## Exercise passage
>>>>

This video sequence by Nick Cobby shows cell-organelle-like structures developing, and lock-and-key-like interactions for the glitch sections. So I thought it would be a nice abstract way of presenting intracellular form and dynamics; the factory operating inside every living cell, reliant on a vast shipping network, countless tiny molecular machines and complex molecules bouncing in a hot soup and fitting together in precise forms to direct metabolism and cell behaviour. It’s a miracle it works at all, but nature is great at robustness after billions of years of failed attempts.

Heredity

This part of the story was a collaboration with geneticists Mikhail Spivakov, Peter Fraser and Csilla Varnai at the Babraham Institute Cambridge, and the mathematician/visual artist Andy Lomas.

The Institute provided data from DNA folding experiments which map the points of contact between chromosomes. Real chromosomal conformation data was used to create videos showing how DNA folds into complex structures which help define its function in every cell.

Andy Lomas built a visual system to make a music video (and later VR experience) showing a simulated model which tries to predict how the chromosome must fold in order to produce the correct final structure matching the points of contact data. It’s a beautiful process showing how science and modelling proceed to try and predict what our DNA looks like inside the cell, so that it can carry out particular functions i.e. it’s folded in a very specific way, and how it is folded, influences how it, and how we, work.

Multicellularity

These beautiful generative visuals by Andy Lomas are built from a mathematical model of cell division, mechanical forces and responses to nutrients and light.

This is a key part of the live visual show as Andy’s models illustrate the capacity of cellular systems to form complex structures. Perhaps surprisingly, his simplified system regularly yields morphologies reminiscent of real biological forms, even though it is not set up with specifically biological rules.

Andy sets the parameters describing the physical forces between cells, and their growth responses to nutrients and light in the simulated system, and the cells replicate to create a new physical structure every time.

His work demonstrates the huge potential of multicellular forms and growth processes to create beautiful ordered and adaptive structures emerging from simple natural laws.

Interestingly, the most aesthetically rich growth behaviours tend to occur at the boundaries between parameter space regions for specific forms - complexity and potential for rich functionality being a product of phase transition regions. A general principle that seems to reach far into other areas of science.

<<<<

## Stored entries
>>>>

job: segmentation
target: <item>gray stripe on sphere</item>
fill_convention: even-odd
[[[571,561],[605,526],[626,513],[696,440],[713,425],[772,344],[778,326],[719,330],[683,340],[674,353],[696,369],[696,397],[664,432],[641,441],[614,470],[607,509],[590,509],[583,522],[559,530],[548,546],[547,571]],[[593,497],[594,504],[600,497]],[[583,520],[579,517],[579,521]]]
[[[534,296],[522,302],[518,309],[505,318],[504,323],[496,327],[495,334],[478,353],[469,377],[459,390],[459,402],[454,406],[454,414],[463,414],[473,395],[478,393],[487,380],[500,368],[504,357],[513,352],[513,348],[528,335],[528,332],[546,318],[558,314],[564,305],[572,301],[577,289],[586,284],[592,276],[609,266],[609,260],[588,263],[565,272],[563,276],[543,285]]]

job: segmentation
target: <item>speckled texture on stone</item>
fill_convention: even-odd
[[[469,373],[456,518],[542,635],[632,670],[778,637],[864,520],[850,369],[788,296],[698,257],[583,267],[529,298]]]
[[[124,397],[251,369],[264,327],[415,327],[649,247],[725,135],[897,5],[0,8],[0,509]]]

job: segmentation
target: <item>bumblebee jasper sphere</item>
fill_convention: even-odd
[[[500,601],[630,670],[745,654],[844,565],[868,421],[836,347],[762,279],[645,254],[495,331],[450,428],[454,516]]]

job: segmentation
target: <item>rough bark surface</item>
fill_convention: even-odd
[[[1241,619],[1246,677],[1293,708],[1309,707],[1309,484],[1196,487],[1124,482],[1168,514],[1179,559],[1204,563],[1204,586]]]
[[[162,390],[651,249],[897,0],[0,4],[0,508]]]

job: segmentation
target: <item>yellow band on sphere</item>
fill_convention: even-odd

<<<<

## Exercise set
a – At which institute were the geneticists in the passage working?
b – Please explain why, according to the passage, Nick Cobby's video sequence seemed a good abstract way to present intracellular form and dynamics.
c – List every person named in the passage.

## Outputs by task
a – The Babraham Institute Cambridge.

b – The sequence shows structures like cell organelles developing, and its glitch sections show lock-and-key-like interactions. This made it a fitting abstract picture of the cell as a factory where molecules fit together in precise forms.

c – Nick Cobby, Mikhail Spivakov, Peter Fraser, Csilla Varnai, Andy Lomas